*Excerpted text:*

# Knightro Exploder MS8 build thread



## KnightBrolaire (Mar 17, 2017)

Got in touch with Knightro and decided to be the guinea pig for his new model the Exploder (his take on an explorer). I'm pretty excited about this.
specs are going to be: 
black limba body
katalox neck
macassar ebony fretboard 
nickel hipshot hardware/tuners
Instrumental SFTY3-8 pickups.
24 Jumbo Stainless steel frets
Tusq XL nut
26.5-28" scale
Some mockups Knightro did for me.














Andrew is still looking for good black limba but these are the choices so far: 
*A*




*B*


----------



## MikeNeal (Mar 17, 2017)

i vote A

love me some katalox as well


----------



## KnightBrolaire (Mar 17, 2017)

MikeNeal said:


> i vote A
> 
> love me some katalox as well



yeah that piece has some nice flame figuring and is what I'll probably pick, unless the next piece he shows me is way better.

as soon as I saw that he offered katalox I picked it lol, it's about as close as I'm going to get to an ebony neck without it costing me an arm and a leg.


----------



## MikeNeal (Mar 17, 2017)

you will love the feel, i have a katalox neck guitar, its super smooth and fast


----------



## KR250 (Mar 17, 2017)

Nice! I want to see how the Katalox turns out. Dark neck plus Black Limba (my favorite body wood) is a stellar combo.


----------



## Grand Rabbit (Mar 18, 2017)

The flaming in A looks superb but I love the uniformity of the streaking in the figure on B. Although flaming is always cool, I would pick B for the 'striped' look. 

That's gonna be a football field of figuring, man!


----------



## neun Arme (Mar 18, 2017)

Hooo, that's gonna be awesome!!!!


----------



## M3CHK1LLA (Mar 18, 2017)

cool...glad to see you getting this started. 

i thought i would be the first, but i still haven't settledon my specs yet


----------



## KnightBrolaire (Mar 18, 2017)

Grand Rabbit said:


> The flaming in A looks superb but I love the uniformity of the streaking in the figure on B. Although flaming is always cool, I would pick B for the 'striped' look.
> 
> That's gonna be a football field of figuring, man!



Oh yeah it'll be awesome either way.

*Labeled point records:*

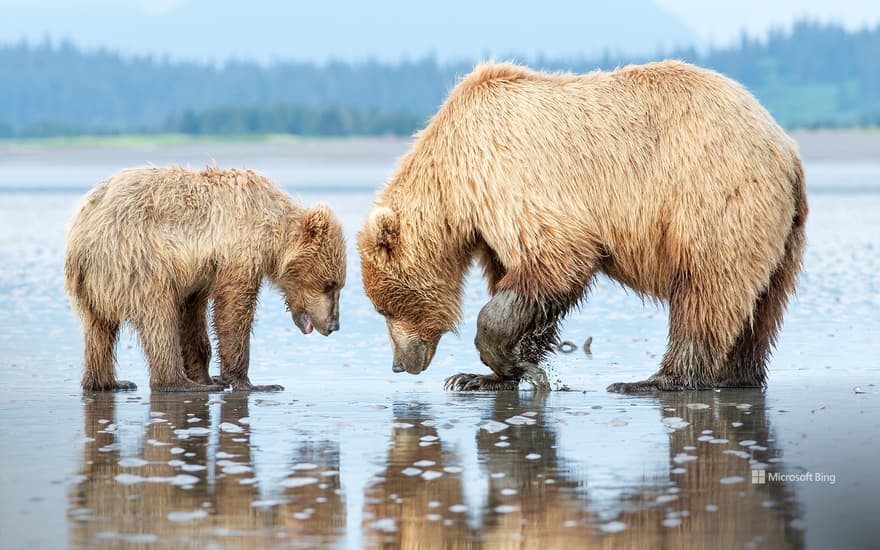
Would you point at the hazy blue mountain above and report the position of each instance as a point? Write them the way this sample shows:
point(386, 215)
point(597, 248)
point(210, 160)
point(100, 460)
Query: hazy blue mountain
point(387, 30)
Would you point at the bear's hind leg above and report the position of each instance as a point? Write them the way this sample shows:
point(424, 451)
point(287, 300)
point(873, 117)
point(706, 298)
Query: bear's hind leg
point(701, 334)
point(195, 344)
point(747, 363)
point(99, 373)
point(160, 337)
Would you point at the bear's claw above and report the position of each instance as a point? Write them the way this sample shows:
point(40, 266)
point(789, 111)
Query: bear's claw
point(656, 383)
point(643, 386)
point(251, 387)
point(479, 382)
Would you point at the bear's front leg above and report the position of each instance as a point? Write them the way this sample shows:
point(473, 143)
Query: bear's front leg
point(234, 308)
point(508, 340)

*Directions:*
1 – In the listing, swap "hind leg" for "back leg" in the lines starting with the line with "Would you point at the bear's hind" and going on through the line with "point(99, 373)". Give back only those lines, with everything else left as it is.
2 – Please extend the Knightro Exploder build thread from where it stops.

*Results by task:*
1 –
Would you point at the bear's back leg above and report the position of each instance as a point? Write them the way this sample shows:
point(424, 451)
point(287, 300)
point(873, 117)
point(706, 298)
Query: bear's back leg
point(701, 334)
point(195, 344)
point(747, 363)
point(99, 373)

2 –
KR250 said:


> Nice! I want to see how the Katalox turns out. Dark neck plus Black Limba (my favorite body wood) is a stellar combo.


yeah I've got some katalox in my house that I'm saving for future build and I love how dark it is. It'll really make the limba/nickel hardware pop.


----------



## Millul (Mar 19, 2017)

I've never heard/read of katalox, but this will be good to see unfold!


----------



## KnightBrolaire (Mar 19, 2017)

Millul said:


> I've never heard/read of katalox, but this will be good to see unfold!



also called mexican royal ebony. pretty dense/heavy and hard on tools but it's a really nice wood imo. http://www.wood-database.com/katalox/


----------



## KnightBrolaire (Mar 20, 2017)

I told andrew to order A, the curly limba blank.


----------



## M3CHK1LLA (Mar 20, 2017)

that's gonna look great.

so the tuners are hipshot as well? are they locking?


----------



## KnightBrolaire (Mar 20, 2017)

M3CHK1LLA said:


> that's gonna look great.
> 
> so the tuners are hipshot as well? are they locking?



yup going with locking hipshot tuners.


----------



## KnightBrolaire (Mar 22, 2017)

Andrew sent me some shots of the katalox board with the template on it.


----------



## Grand Rabbit (Mar 28, 2017)

Do a lot of builders make templates out of acrylic? That seems like a rather costly template material, however the transparency would be really useful.


----------



## KnightBrolaire (Mar 28, 2017)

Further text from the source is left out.